>>>
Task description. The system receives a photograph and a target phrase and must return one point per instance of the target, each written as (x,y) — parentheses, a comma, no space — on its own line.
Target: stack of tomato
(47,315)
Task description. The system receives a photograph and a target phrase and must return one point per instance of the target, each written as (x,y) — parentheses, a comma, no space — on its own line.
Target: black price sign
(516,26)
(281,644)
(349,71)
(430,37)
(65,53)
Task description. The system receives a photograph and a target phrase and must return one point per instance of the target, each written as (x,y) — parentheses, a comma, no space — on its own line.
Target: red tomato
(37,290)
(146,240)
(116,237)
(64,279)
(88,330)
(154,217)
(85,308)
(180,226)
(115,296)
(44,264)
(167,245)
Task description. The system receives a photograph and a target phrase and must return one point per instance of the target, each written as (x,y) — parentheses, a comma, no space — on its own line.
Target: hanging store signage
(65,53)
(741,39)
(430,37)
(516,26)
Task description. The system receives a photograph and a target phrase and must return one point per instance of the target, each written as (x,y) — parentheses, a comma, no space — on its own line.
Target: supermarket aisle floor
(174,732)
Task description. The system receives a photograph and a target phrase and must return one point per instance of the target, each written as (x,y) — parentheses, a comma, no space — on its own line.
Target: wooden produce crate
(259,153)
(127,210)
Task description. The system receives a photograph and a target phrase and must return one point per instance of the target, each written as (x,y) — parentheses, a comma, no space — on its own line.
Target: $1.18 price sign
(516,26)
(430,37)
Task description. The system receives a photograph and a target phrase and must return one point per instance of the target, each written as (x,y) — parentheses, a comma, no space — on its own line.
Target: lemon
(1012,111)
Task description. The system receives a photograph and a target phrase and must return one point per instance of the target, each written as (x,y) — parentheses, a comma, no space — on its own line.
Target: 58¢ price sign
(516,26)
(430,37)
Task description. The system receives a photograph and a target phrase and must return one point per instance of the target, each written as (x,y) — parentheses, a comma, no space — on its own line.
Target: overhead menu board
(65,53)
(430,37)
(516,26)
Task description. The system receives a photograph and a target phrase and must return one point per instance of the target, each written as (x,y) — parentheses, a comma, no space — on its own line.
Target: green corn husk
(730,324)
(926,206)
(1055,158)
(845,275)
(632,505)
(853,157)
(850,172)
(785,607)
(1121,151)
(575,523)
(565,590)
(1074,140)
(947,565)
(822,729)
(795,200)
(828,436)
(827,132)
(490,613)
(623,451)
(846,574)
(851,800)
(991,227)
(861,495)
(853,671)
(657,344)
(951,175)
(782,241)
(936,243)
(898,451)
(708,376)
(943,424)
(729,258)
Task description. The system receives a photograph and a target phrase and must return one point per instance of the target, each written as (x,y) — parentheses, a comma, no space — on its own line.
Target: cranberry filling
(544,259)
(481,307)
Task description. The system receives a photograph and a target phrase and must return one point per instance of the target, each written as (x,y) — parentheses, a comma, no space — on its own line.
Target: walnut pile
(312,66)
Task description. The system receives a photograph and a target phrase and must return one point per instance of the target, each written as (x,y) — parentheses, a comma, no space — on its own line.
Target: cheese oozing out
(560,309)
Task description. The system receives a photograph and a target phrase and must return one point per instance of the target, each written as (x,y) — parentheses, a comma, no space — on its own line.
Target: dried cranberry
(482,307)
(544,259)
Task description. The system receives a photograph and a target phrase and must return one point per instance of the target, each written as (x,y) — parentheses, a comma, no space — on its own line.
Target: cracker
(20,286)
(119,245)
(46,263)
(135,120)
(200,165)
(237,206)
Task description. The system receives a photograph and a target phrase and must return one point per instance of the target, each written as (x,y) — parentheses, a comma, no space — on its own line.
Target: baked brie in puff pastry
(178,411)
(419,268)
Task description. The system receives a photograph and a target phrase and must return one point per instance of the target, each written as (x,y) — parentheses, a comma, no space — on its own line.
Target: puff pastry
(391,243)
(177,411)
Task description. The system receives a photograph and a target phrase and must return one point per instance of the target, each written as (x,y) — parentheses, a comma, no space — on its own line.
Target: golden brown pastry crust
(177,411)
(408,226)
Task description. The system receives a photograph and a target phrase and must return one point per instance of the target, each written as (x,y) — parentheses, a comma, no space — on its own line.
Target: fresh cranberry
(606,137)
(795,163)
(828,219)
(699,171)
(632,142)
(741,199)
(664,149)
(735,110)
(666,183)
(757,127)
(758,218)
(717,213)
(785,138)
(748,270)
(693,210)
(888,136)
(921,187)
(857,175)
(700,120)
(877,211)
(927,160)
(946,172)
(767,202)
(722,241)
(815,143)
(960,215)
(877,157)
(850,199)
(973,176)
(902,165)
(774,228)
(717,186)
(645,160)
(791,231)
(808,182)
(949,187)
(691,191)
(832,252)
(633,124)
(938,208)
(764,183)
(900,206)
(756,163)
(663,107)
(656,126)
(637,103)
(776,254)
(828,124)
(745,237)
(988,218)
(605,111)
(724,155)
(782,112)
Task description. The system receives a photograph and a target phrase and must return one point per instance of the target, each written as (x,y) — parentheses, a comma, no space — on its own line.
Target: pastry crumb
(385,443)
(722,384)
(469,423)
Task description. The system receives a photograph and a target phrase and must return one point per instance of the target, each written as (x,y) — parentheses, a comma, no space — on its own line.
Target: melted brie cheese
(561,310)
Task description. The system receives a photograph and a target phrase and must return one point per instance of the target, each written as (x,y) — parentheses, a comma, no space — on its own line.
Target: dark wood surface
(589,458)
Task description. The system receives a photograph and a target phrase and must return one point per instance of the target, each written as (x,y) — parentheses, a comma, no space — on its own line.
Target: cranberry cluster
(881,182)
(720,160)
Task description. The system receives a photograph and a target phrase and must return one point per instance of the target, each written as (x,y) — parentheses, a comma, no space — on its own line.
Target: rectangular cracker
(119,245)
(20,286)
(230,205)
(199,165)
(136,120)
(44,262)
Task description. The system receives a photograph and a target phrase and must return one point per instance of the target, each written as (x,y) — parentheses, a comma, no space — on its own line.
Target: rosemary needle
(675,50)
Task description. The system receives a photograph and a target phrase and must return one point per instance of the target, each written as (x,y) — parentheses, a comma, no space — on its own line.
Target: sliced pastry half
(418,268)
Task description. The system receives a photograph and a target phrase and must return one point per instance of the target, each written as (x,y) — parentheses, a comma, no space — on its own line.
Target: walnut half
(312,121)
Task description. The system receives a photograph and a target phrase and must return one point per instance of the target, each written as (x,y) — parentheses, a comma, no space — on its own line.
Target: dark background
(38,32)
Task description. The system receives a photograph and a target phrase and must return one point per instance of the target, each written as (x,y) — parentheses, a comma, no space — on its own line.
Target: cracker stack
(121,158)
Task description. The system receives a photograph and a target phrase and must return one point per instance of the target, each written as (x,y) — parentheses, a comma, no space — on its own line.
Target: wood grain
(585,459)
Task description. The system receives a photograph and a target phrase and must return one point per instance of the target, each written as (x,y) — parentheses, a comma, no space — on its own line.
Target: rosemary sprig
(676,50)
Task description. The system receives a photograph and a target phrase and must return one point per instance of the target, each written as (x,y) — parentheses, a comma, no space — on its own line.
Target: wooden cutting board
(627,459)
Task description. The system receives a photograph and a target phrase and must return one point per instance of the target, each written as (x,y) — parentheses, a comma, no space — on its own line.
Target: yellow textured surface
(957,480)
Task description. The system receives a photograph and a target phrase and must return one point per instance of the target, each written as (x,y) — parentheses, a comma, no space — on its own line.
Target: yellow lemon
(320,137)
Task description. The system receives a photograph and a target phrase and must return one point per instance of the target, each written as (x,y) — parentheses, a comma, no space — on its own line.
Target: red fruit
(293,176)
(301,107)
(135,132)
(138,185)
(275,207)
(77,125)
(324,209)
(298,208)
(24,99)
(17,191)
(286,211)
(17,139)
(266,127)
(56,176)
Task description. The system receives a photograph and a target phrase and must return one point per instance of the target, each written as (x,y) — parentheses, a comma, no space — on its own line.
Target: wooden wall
<<<
§ **EXERCISE PROMPT**
Show every line from the records above that contains the word "surface", copying each line in full and unchanged.

§ **RESULT OF THIS TASK**
Target: dark wood surface
Target: yellow textured surface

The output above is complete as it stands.